Exercise:
Convert the material below into a JSON list of strings, with one string for each line and blank lines omitted. Leave the pictures out of the list.
>> begin
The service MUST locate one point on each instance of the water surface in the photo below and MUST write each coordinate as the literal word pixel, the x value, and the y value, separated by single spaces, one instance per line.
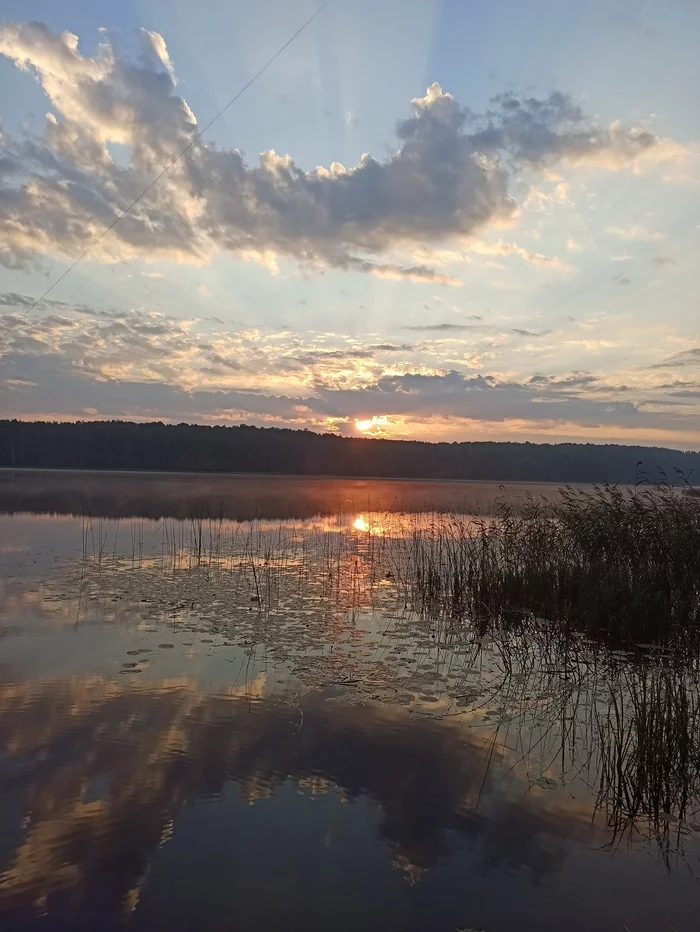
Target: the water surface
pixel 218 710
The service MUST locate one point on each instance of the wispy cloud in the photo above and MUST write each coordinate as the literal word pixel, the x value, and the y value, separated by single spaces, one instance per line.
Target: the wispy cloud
>> end
Exercise result:
[
  "The service MUST locate one point on each instance of the water surface in the photo below and MUST write each coordinate as the literal word pixel, the x value, and the y value, separated by single spaces, one instance per line.",
  "Target: the water surface",
  "pixel 218 710",
  "The service MUST locate one point on each instance of the wispy cloud in the photo above and MUST write each coordinate as the literal word pixel, the x value, and the y value, separated by single spaces, one instance per line.",
  "Target: the wispy cloud"
]